-- Text for analysis follows --

Several years ago, as our family grew through marriage, everyone decided to contribute to the meal so I wouldn't have to do all the work of getting a huge dinner by myself. Jen had tried a new potato recipe, "Cheesy Potatoes," and brought that as part of her contribution. They were a huge success, and were immediately voted in as a new "tradition." She has brought them many times since, and the dish has always been emptied by the end of dinner with one exception. Last year, the potatoes exploded! The glass casserole dish had been set on the glass-top stove, and no one noticed that one of the burners was on. Thankfully, it happened while we were at the other end of the room, and no one was injured, though it did take out two nearby pies. She made the potatoes again for Christmas dinner (by popular demand), and this time there were no unwanted surprises.

-- Text for analysis concluded --
-- Record extracts follows --

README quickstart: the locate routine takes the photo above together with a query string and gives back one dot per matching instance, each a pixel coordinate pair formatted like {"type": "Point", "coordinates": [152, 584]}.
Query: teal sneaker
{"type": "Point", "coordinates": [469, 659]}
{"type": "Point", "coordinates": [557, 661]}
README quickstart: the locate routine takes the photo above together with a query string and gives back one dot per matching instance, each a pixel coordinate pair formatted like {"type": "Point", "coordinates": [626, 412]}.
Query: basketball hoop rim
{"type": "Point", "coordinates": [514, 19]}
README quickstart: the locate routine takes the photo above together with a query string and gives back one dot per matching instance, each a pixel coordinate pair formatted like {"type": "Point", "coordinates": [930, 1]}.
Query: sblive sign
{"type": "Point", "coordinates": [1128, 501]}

-- Record extracts concluded --

## Work instruction 1
In the story about the family dinner, what did the potato explosion destroy?
## Work instruction 2
From the family dinner story, extract the passage between "Several years ago, as" and "no unwanted surprises.", inclusive.

## Exercise result 1
Two nearby pies.

## Exercise result 2
Several years ago, as our family grew through marriage, everyone decided to contribute to the meal so I wouldn't have to do all the work of getting a huge dinner by myself. Jen had tried a new potato recipe, "Cheesy Potatoes," and brought that as part of her contribution. They were a huge success, and were immediately voted in as a new "tradition." She has brought them many times since, and the dish has always been emptied by the end of dinner with one exception. Last year, the potatoes exploded! The glass casserole dish had been set on the glass-top stove, and no one noticed that one of the burners was on. Thankfully, it happened while we were at the other end of the room, and no one was injured, though it did take out two nearby pies. She made the potatoes again for Christmas dinner (by popular demand), and this time there were no unwanted surprises.